** BEGIN TASK INPUT **

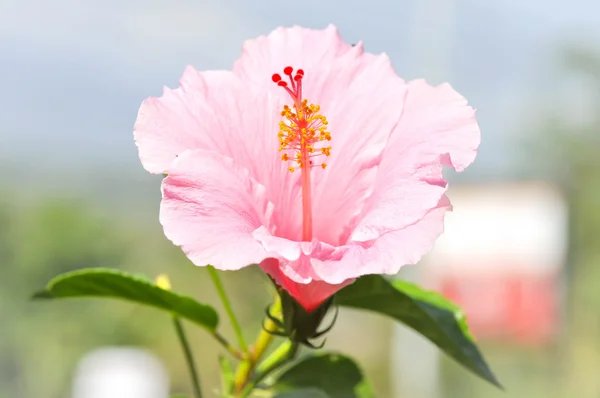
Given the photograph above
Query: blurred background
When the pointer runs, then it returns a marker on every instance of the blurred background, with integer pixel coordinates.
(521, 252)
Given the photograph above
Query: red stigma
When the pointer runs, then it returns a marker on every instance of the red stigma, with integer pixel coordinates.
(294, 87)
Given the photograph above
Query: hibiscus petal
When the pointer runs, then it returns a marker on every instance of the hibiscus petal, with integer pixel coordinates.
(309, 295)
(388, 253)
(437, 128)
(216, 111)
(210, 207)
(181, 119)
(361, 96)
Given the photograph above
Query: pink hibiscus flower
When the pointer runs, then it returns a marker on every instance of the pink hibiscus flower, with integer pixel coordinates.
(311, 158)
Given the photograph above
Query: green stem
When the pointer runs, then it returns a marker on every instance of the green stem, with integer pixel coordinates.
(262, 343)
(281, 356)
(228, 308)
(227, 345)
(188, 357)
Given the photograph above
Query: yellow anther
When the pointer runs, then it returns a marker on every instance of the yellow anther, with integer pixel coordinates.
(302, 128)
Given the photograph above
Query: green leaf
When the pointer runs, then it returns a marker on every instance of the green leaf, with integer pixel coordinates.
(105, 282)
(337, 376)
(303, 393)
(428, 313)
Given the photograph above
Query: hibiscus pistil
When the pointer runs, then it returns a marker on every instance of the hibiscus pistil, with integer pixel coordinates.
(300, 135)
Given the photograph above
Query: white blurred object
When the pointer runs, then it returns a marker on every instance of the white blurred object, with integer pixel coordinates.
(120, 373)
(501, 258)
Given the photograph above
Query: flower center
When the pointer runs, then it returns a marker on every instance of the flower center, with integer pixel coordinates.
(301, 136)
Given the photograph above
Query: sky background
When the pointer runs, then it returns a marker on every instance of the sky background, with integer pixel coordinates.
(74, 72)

** END TASK INPUT **

Above are records with pictures; repeat the records exactly and leave the pictures out.

Given the photograph above
Query: blurred background
When the pointer runs, then it returns a marker on every instance of the blurred background, with integer pixel coordinates.
(521, 252)
Given the photograph above
Query: red stigma
When the pointer runs, then it returns a marker on every instance of the red stigma, with integer pixel coordinates.
(294, 87)
Given the photograph above
Query: hibiscus petal
When the pointer runs, then it returns a marker on every instance of the hibiscus petal, with integer pixel coordinates.
(309, 295)
(388, 253)
(437, 128)
(216, 111)
(210, 207)
(181, 119)
(361, 96)
Given the photograph above
Query: pink hibiscus flower
When the pointer runs, then it returns a marker on every instance of the pink hibiscus flower, with integer pixel coordinates.
(311, 158)
Given the photograph above
Query: green stem
When the pointer runs, then it returns a marker on every instance of the green stem, with integer pixel coordinates.
(262, 343)
(281, 356)
(228, 308)
(227, 345)
(188, 357)
Given the photograph above
Query: yellow anther
When the pointer runs, then it returns a marker on every instance of the yellow anther, with integer pixel coordinates.
(302, 128)
Given the photograph above
Query: green leaf
When the pointer runs, then it returns a marker on every instance of the green leaf, with integer pixel coordinates.
(105, 282)
(337, 376)
(303, 393)
(428, 313)
Given the photograph above
Query: hibiscus pistil
When the pointer runs, then it returns a marker on every instance of the hibiscus pistil, with integer pixel coordinates.
(300, 135)
Given the photograph above
Query: white blurred object
When the pointer runs, then it returns a marker on every instance of the white blurred object, with integer pixel coordinates.
(120, 373)
(501, 258)
Given the photograph above
Query: flower center
When the pointer runs, then it returns a marker on every instance of the flower center, with integer pixel coordinates.
(301, 136)
Given the photograph above
Query: sky background
When the pointer runs, then it returns a marker on every instance of the sky background, with integer pixel coordinates.
(74, 72)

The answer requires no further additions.